■ Extrait choisi ■
═══

"Nous ne nous attendions pas à un chiffre aussi élevé", indique Sabrina Stängle, coauteure de cette recherche. Plus de 40% des médecins interviewés ont en effet admis avoir été confrontés au moins une fois au renoncement volontaire de s'alimenter pour mourir.
Il n'existe que peu d'études sur ce que l'on appelle également le "jeûne ante mortem" ou le jeûne terminal. La Haute école zurichoise des sciences appliquées (ZHAW) a mené en collaboration avec la Fédération des médecins suisses (FMH) un sondage représentatif auprès de 750 médecins de famille en Suisse.
Plus en détail, les résultats montrent que 60% des médecins interrogés y voient un processus naturel associé à la mort et qui doit être accompagné par le personnel médical; 32% le définissent comme une forme d'aide au suicide passive, 6% comme du suicide assisté. Plus de la moitié des sondés estime que cet accompagnement est une situation stressante.
Une forme de suicide passif
Des chiffres qui n'étonnent pas Ralf Jox, médecin chef de la chaire des soins palliatifs gériatriques du CHUV. "Il faut imaginer que pour les personnes qui sont très âgées ou atteintes d'un maladie incurable, et qui ne voient aucun sens à leur vie, c'est un processus plus naturel que le suicide assisté", explique-t-il au micro de Forum.

═══

■ Enregistrements fournis ■
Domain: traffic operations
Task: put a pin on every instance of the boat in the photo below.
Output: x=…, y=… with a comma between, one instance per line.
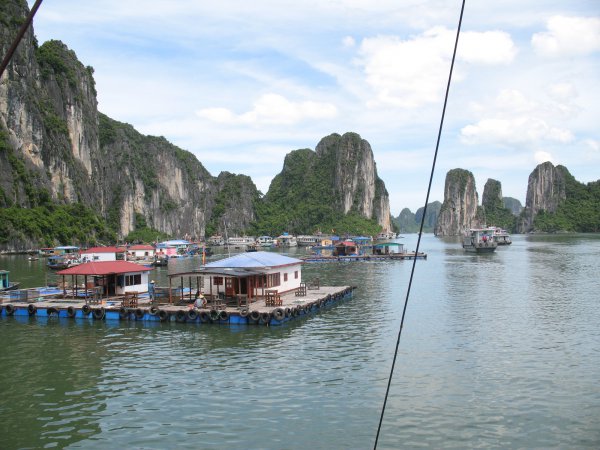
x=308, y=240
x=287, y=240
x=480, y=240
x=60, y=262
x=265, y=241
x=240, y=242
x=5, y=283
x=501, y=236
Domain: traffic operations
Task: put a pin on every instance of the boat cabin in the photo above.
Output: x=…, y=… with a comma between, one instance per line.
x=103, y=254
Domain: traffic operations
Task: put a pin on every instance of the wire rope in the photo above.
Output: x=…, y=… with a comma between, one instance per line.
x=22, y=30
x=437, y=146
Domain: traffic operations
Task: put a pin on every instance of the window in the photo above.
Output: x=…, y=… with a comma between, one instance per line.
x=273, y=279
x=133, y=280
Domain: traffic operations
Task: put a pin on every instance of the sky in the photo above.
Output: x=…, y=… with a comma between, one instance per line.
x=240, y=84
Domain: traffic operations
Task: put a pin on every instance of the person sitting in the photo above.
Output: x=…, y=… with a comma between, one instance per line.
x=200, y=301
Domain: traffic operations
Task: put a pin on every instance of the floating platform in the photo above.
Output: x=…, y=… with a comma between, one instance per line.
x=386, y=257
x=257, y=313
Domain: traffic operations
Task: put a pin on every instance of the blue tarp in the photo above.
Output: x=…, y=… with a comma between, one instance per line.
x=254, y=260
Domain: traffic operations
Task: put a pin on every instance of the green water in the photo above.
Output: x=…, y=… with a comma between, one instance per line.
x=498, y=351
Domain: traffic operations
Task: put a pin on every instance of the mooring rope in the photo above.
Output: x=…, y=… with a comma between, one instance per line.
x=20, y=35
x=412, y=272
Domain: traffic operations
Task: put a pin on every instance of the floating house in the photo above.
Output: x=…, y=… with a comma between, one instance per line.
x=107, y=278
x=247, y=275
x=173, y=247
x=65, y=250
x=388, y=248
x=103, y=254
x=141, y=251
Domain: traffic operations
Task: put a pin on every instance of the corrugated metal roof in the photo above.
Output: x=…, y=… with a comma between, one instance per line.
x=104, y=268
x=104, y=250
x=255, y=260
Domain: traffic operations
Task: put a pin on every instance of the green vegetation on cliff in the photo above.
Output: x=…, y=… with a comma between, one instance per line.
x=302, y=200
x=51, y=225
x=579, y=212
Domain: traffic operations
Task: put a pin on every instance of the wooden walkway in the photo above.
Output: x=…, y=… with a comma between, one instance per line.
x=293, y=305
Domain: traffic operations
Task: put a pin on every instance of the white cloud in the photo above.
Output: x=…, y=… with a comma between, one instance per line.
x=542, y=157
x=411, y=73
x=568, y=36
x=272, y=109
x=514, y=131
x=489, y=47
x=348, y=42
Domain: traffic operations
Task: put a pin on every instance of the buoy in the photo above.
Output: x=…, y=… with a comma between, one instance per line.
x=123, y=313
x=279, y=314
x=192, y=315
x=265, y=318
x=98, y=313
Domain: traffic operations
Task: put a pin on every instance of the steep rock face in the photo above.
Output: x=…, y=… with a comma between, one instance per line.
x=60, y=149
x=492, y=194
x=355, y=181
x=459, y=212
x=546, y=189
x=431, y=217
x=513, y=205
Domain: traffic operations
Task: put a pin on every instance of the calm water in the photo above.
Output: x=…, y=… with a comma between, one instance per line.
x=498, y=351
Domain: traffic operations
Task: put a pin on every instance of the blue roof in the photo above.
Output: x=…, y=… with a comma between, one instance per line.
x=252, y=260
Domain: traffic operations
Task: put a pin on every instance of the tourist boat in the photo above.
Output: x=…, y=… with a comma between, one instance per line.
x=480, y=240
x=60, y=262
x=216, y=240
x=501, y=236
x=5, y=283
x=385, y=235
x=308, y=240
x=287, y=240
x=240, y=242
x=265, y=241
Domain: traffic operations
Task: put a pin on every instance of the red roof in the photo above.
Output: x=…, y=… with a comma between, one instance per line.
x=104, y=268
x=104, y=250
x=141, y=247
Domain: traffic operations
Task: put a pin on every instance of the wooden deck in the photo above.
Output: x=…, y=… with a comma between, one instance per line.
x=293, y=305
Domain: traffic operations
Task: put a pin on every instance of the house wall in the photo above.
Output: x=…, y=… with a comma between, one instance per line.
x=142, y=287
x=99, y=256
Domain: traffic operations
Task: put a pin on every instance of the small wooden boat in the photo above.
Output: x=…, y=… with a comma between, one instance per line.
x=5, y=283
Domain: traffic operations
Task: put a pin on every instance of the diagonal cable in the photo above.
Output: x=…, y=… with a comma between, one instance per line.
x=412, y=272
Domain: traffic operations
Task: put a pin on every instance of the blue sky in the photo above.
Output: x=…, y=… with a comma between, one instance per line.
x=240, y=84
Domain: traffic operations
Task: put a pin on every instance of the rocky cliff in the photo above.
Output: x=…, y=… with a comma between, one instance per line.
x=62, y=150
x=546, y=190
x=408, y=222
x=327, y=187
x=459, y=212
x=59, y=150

═══

■ Consignes à suivre ■
• 1. Pour chacune des affirmations suivantes, dites si elle concorde avec le texte sur le jeûne terminal, en répondant par oui ou par non et en citant les mots du texte qui tranchent : (a) le sondage a été réalisé auprès de 750 médecins de famille en Suisse ; (b) la majorité des médecins interrogés assimile le jeûne terminal à du suicide assisté ; (c) Ralf Jox se dit surpris par ces chiffres.
• 2. Poursuivez le texte sur le jeûne terminal à partir de sa dernière phrase.
Les enregistrements n'ont aucun rapport avec le texte sur le jeûne terminal.

■ Réponses de l'exercice ■
• 1.
(a) Oui : « un sondage représentatif auprès de 750 médecins de famille en Suisse ».
(b) Non : « 6% comme du suicide assisté ».
(c) Non : « Des chiffres qui n'étonnent pas Ralf Jox ».

• 2.
Mais pour le spécialiste, se laisser mourir de faim reste une forme de suicide passif. "Même si on n'utilise pas d'outils ou de médicaments, c'est cohérent, à mon avis, de dire que c'est une forme de suicide passif." Pour lui, il faut d'ailleurs beaucoup de volonté pour décider de mourir ainsi. "Ce processus peut prendre une à deux semaines selon l'état de la personne. D'où l'importance d'être bien entouré."
Manque de directives unifiées
Ralf Jox réalise d'ailleurs actuellement une étude en Suisse et en Allemagne sur les proches des personnes qui ont eu recours au "jeûne ante mortem". Ce qui en ressort: un manque de directives unifiées pour les médecins et les proches. "Il faut arrêter de se focaliser sur le suicide assisté et ouvrir le débat sur ce sujet également", plaide-t-il.
Il souligne également la nécessité de bien informer toutes les personnes concernées, car le processus peut être long et difficile, avec du délire ou des douleurs notamment. Selon lui, il serait bon d'en finir avec le tabou qui entoure cette thématique et de clarifier certaines questions éthiques.